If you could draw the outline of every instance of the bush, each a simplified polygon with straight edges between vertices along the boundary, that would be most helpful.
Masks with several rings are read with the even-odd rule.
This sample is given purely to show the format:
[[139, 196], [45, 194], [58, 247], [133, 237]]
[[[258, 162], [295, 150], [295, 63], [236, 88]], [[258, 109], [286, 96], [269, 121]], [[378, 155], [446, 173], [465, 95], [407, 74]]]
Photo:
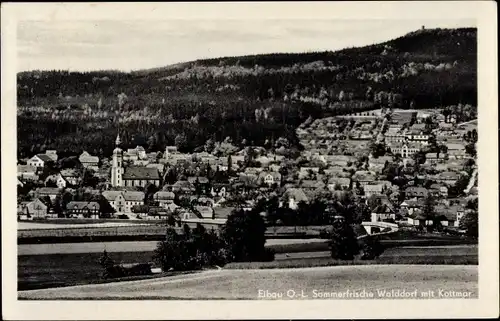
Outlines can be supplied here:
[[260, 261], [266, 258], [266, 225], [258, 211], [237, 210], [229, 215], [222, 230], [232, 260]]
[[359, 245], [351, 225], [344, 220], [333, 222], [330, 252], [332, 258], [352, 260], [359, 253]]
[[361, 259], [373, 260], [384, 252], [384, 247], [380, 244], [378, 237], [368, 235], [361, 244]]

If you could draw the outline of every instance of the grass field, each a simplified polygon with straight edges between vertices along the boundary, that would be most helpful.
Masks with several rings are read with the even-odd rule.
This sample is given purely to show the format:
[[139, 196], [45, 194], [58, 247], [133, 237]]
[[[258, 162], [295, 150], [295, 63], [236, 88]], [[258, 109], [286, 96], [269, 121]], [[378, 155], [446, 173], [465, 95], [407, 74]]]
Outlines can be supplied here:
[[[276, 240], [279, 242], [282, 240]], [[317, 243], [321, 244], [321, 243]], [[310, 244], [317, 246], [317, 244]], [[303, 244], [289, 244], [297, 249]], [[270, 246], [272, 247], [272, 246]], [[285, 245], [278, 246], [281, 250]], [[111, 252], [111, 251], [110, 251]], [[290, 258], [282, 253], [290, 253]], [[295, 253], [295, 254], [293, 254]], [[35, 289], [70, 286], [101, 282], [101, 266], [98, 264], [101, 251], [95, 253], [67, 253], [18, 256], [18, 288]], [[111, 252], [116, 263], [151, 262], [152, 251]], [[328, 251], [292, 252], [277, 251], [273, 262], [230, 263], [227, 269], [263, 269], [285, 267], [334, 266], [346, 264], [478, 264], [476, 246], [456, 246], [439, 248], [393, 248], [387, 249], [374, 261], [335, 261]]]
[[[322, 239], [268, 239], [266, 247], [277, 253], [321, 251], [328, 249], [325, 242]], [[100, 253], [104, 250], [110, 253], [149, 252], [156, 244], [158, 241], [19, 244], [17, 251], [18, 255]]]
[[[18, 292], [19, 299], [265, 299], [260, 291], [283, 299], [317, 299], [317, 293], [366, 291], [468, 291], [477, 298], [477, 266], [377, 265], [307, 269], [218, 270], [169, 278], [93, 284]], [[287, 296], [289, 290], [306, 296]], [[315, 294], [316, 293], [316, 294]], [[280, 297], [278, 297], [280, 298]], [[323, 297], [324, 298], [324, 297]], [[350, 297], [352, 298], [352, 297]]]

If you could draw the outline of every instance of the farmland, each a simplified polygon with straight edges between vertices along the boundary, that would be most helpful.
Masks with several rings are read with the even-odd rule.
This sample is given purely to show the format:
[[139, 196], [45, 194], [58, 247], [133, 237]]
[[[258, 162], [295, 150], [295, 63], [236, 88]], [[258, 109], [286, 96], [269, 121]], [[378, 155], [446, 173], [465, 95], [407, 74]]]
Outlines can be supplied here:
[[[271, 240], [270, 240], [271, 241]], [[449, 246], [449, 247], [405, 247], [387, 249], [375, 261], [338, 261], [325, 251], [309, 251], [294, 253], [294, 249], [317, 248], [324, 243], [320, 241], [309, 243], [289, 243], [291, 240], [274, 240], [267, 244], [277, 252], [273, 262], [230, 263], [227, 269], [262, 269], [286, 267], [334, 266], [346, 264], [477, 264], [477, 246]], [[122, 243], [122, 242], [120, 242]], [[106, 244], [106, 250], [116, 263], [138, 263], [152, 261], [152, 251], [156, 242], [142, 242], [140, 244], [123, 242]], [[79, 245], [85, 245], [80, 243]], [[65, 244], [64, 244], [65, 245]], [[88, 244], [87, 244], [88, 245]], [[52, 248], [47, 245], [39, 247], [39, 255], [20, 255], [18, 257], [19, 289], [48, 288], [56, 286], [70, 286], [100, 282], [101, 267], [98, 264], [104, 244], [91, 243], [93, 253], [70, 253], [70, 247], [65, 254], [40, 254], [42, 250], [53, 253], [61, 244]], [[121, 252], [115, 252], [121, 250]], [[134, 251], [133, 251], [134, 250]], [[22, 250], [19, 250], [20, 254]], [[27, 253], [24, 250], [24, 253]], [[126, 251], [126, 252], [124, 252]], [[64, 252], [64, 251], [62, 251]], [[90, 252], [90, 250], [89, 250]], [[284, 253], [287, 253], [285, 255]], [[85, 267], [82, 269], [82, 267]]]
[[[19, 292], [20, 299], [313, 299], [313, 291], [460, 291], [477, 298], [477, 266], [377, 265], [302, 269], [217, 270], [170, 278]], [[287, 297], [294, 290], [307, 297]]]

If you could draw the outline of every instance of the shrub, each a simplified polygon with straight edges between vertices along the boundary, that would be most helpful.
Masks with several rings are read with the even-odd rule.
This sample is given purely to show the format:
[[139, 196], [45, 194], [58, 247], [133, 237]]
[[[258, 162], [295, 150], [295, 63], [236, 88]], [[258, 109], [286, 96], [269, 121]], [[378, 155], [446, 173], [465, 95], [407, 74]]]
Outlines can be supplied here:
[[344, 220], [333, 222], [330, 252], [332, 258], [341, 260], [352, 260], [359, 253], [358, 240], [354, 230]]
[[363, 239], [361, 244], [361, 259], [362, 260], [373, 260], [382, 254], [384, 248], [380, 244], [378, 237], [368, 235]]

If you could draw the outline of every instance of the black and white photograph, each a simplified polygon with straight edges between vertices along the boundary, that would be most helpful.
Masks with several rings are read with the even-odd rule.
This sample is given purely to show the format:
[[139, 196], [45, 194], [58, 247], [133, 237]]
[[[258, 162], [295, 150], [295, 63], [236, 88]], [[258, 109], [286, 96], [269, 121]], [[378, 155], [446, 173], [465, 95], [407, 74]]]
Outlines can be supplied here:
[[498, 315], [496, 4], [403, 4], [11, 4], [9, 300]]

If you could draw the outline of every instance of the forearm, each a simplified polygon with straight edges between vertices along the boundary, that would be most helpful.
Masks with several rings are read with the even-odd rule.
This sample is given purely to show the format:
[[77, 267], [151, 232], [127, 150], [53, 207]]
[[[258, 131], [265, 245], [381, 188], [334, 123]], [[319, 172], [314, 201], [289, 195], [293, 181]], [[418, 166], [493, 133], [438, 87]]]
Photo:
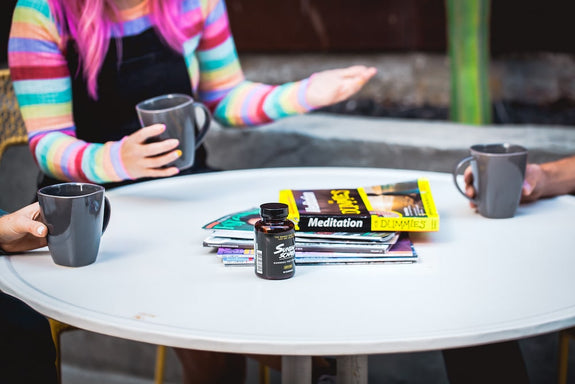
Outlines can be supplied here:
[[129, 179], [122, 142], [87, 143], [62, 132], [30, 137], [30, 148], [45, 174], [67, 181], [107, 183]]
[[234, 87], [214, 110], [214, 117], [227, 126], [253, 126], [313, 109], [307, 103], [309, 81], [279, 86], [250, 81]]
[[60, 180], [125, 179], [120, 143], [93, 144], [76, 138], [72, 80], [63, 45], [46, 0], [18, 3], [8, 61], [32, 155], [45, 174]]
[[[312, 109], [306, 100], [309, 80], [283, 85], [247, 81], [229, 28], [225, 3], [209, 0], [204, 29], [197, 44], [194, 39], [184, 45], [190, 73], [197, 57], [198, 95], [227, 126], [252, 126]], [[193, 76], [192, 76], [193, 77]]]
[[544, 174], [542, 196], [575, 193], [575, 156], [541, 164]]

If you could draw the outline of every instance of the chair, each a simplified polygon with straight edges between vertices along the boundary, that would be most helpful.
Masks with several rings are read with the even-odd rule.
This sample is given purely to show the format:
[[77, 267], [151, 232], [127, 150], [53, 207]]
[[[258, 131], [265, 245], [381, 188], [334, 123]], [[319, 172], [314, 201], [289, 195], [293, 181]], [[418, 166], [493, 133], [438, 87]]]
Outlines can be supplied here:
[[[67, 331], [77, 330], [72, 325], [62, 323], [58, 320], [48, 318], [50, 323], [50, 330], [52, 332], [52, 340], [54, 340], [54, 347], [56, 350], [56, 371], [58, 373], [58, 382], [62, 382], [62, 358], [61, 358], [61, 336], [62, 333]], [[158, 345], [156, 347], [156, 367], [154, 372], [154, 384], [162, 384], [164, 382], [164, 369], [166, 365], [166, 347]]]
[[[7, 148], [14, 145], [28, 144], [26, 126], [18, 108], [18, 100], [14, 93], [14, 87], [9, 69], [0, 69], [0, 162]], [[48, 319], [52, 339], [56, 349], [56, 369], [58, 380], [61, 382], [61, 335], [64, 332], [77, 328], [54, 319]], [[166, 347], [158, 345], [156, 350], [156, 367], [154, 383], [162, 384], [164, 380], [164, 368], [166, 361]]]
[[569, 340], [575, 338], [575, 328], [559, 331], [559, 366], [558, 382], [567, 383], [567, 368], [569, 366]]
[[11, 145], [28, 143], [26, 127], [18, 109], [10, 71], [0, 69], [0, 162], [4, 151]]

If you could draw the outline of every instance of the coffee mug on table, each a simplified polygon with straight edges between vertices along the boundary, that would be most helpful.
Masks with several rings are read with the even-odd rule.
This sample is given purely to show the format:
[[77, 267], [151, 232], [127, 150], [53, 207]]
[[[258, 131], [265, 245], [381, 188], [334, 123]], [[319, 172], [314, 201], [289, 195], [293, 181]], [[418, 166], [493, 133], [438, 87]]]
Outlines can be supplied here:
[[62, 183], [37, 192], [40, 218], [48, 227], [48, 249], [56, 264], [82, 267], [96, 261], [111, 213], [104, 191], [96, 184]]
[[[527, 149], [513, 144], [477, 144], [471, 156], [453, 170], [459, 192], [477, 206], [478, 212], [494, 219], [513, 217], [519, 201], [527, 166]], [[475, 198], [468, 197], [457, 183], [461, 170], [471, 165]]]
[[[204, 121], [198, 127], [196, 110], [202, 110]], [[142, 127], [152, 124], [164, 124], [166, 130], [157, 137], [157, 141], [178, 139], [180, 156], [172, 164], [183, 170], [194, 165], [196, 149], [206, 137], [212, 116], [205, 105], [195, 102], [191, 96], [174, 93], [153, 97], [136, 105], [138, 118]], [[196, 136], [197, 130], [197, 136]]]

========

▶ [YOUR TASK]:
Please tally the lines of the material that contain the word "edges", then give the total alone.

▶ [YOUR SOLUTION]:
8